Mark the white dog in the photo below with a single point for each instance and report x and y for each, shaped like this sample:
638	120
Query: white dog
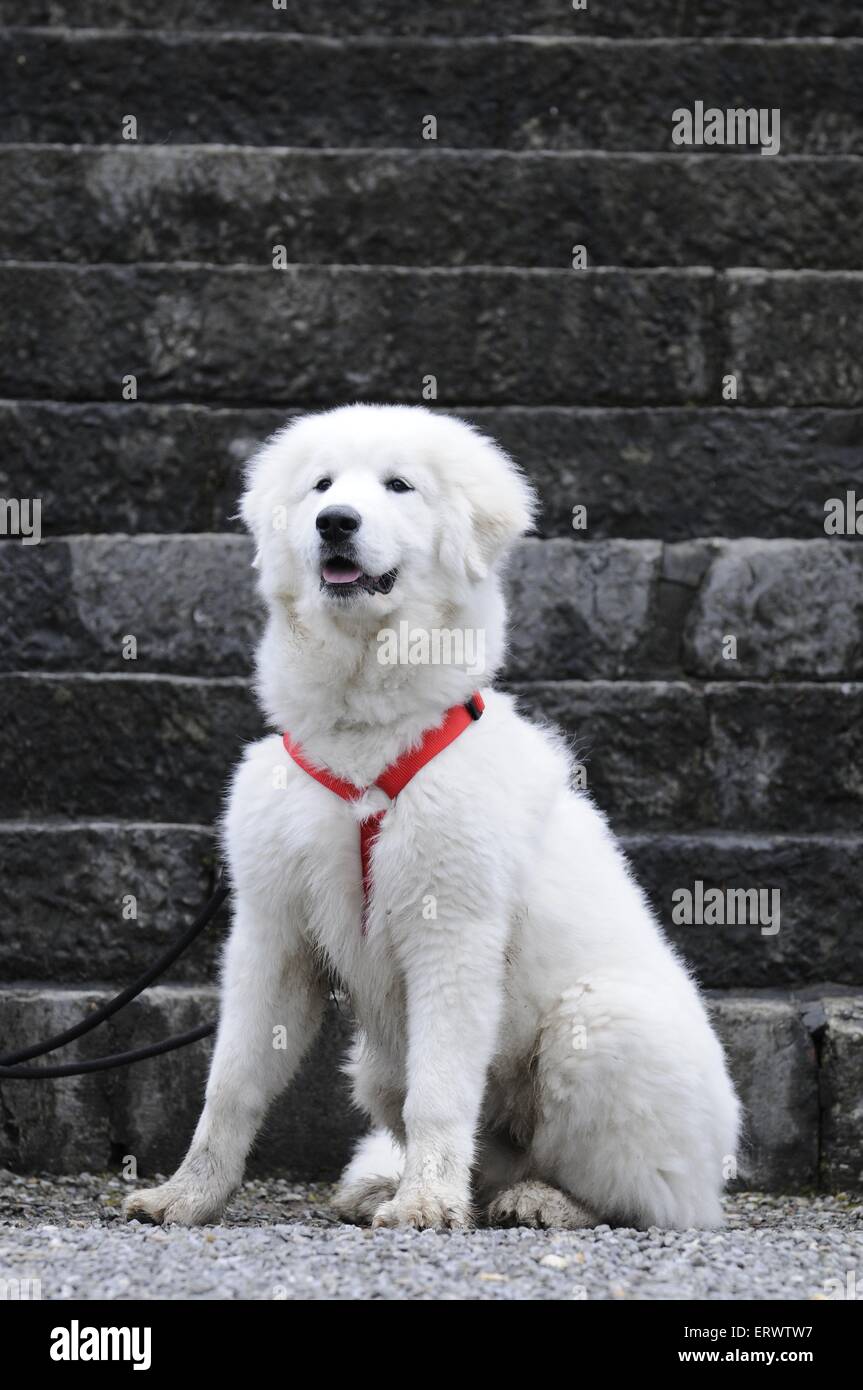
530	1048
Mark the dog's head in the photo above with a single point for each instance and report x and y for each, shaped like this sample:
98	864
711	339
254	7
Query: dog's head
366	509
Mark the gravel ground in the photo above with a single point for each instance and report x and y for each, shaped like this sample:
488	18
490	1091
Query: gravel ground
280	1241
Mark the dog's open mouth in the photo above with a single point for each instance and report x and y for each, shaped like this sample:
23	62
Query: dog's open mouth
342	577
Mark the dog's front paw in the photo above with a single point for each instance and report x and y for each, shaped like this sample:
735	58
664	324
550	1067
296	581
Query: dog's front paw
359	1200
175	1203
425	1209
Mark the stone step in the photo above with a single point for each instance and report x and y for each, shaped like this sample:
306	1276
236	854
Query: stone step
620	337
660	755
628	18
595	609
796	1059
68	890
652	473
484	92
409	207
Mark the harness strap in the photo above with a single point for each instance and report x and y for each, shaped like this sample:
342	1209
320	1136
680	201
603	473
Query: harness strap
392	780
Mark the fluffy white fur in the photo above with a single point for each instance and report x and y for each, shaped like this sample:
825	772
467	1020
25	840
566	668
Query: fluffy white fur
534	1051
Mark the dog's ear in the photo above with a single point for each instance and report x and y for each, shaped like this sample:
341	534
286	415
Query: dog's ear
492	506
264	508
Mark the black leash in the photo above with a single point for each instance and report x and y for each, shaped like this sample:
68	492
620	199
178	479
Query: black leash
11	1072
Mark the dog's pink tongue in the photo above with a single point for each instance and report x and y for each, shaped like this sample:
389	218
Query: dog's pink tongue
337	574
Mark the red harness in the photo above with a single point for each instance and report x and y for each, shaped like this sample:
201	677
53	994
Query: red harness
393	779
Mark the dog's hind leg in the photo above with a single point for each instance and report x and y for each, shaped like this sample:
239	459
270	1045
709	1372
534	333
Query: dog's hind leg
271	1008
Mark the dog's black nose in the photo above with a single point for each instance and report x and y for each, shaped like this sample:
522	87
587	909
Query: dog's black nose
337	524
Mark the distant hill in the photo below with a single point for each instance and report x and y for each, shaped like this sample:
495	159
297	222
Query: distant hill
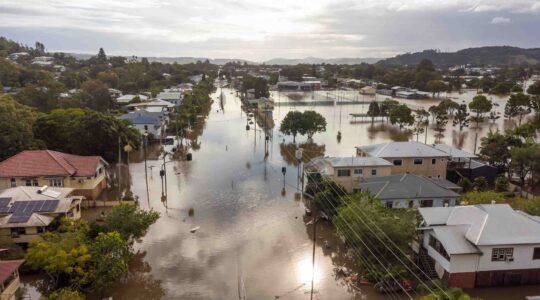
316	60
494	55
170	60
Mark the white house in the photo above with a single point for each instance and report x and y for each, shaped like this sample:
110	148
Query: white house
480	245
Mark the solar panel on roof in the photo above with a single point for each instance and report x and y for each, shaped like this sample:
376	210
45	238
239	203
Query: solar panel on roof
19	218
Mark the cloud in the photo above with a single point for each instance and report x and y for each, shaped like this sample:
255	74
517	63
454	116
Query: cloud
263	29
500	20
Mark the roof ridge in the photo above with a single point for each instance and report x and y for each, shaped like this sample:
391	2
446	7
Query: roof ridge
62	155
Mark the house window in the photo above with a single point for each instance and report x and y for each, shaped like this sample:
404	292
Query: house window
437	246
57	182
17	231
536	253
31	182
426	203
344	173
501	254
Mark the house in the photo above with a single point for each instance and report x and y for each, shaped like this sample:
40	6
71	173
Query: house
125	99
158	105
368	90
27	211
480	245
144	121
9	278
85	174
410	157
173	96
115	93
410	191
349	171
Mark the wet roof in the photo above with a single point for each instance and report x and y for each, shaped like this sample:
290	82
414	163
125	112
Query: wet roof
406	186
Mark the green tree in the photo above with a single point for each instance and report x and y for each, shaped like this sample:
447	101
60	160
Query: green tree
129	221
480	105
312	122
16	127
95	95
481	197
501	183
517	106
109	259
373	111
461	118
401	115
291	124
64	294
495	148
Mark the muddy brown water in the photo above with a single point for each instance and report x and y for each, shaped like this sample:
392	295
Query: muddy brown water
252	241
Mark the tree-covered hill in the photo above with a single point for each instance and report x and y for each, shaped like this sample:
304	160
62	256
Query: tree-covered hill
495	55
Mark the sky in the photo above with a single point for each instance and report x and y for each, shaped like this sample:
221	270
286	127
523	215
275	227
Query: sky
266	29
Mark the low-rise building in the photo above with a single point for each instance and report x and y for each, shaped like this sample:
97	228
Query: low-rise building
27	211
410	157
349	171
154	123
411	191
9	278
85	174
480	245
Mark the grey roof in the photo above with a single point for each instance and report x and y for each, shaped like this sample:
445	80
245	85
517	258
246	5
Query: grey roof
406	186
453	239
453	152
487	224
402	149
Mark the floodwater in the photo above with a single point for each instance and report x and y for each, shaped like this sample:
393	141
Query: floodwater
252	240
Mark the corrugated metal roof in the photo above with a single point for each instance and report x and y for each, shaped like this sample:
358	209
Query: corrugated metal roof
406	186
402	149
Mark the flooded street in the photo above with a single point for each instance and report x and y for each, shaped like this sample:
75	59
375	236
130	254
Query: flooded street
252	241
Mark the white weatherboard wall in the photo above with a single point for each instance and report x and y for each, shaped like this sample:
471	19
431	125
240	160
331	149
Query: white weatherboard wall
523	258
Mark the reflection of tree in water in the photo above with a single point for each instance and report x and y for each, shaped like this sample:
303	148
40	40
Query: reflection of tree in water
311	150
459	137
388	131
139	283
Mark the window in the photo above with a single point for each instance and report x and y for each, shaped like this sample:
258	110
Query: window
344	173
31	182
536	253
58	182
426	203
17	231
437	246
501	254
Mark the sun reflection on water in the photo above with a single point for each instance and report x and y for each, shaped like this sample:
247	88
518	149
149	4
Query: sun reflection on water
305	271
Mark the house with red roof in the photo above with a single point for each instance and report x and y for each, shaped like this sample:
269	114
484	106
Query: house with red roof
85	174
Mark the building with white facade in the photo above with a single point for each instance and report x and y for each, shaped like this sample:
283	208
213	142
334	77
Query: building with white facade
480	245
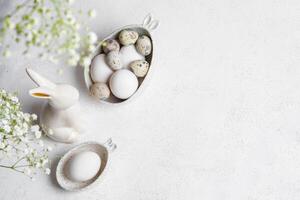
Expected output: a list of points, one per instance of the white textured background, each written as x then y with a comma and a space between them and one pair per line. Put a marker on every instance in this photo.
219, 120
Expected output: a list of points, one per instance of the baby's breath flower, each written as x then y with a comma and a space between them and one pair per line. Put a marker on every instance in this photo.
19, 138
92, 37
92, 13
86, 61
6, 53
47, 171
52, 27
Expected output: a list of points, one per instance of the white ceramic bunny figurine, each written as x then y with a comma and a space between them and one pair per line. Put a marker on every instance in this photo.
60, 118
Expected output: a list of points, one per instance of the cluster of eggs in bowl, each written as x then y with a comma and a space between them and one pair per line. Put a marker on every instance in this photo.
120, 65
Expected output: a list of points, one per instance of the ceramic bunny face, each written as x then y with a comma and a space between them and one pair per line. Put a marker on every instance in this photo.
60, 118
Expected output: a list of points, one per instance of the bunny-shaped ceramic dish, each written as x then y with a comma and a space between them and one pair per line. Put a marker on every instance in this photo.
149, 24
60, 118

━━━

• _WHAT YOU ARE ASKED TO DO_
Return every line from the material that contains the word "below".

• _THE ANSWER_
Mark the white dog in the photo below with a single point for each instance and report x and y for each, shaped like this sample:
Mark the distant hill in the photo below with a single point for each instance and report x and y for each, shaped like this sample:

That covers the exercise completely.